Given records:
◆ ◆ ◆ ◆

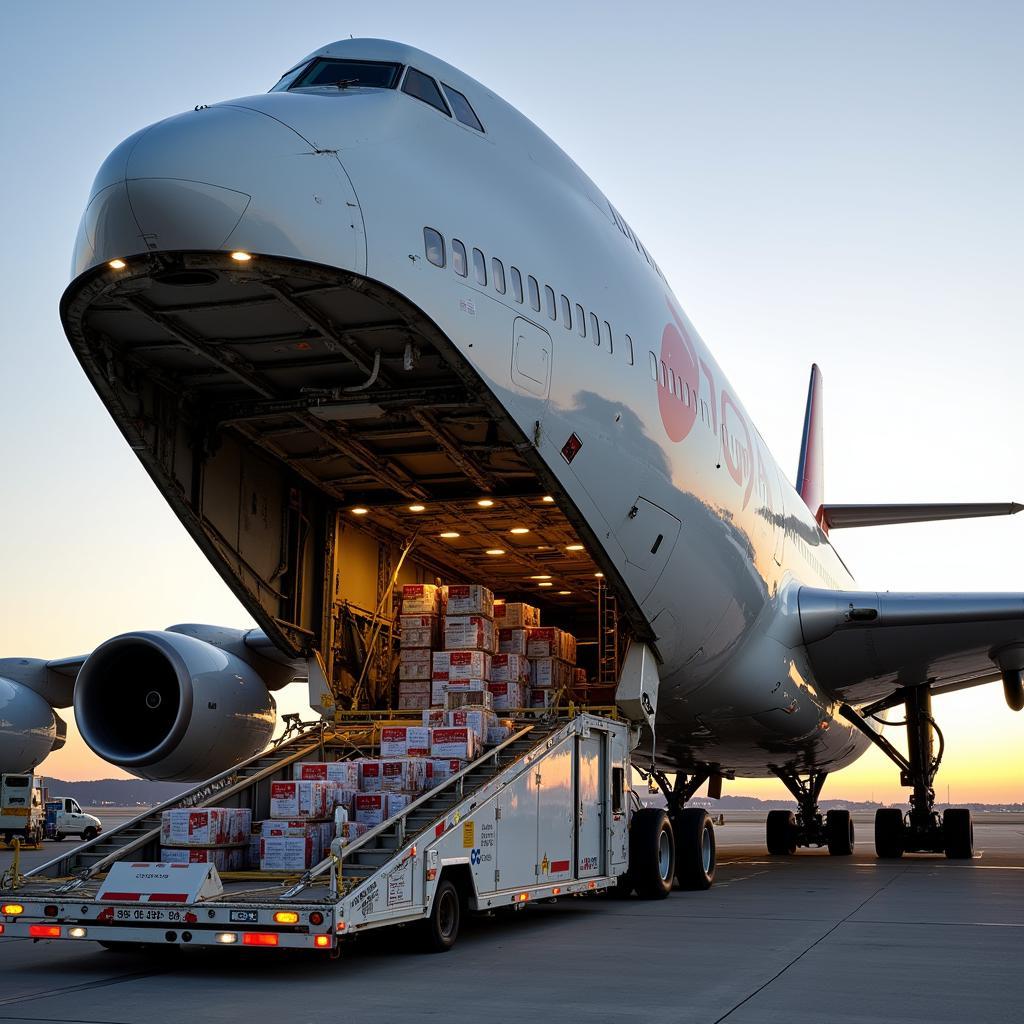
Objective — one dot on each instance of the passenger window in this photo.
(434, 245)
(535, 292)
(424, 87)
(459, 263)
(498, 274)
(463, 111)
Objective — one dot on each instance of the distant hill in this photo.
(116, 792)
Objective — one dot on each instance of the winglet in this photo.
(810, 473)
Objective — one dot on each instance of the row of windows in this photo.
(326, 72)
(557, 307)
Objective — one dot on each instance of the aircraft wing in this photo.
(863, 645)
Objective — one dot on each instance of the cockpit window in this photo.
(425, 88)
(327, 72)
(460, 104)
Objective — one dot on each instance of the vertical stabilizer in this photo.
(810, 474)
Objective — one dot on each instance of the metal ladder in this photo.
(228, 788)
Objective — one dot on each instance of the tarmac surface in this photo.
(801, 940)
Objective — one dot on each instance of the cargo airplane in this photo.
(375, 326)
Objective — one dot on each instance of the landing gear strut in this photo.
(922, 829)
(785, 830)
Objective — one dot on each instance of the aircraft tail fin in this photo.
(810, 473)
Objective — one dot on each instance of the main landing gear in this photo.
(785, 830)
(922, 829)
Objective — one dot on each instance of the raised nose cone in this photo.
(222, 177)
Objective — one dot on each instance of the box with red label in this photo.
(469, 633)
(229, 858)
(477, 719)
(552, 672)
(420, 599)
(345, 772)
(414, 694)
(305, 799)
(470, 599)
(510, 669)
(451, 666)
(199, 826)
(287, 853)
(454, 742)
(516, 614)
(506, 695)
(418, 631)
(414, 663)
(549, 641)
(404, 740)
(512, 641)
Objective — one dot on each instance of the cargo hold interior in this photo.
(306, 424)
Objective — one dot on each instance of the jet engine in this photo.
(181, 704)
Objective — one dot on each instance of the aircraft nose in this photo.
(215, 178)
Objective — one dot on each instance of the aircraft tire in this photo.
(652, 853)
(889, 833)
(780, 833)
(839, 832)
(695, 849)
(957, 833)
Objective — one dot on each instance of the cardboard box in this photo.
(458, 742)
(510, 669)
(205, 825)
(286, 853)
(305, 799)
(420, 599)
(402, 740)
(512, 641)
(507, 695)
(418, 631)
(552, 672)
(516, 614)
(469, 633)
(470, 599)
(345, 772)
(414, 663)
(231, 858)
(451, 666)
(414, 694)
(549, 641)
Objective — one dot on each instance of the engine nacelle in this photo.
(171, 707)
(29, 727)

◆ ◆ ◆ ◆

Work instructions:
Rewrite the records from the line with "Objective — one dot on each instance of the aircraft nose" up to and including the last line of the records, requests included, shifting every coordinate in the points by -78.

Solution for this exercise:
Objective — one dot on each instance of the aircraft nose in this photo.
(137, 100)
Objective — one dot on each instance of the aircraft tire in this photo.
(574, 775)
(811, 755)
(702, 755)
(761, 754)
(617, 771)
(879, 755)
Objective — one dot on each instance of the cardboard box in this photo.
(380, 664)
(432, 591)
(127, 747)
(208, 775)
(227, 721)
(342, 521)
(324, 662)
(434, 563)
(429, 617)
(340, 553)
(474, 594)
(438, 536)
(391, 555)
(392, 521)
(267, 694)
(336, 585)
(153, 780)
(373, 588)
(336, 616)
(471, 563)
Objective — one dot on each instance of the engine nacelle in this photo.
(93, 629)
(-49, 649)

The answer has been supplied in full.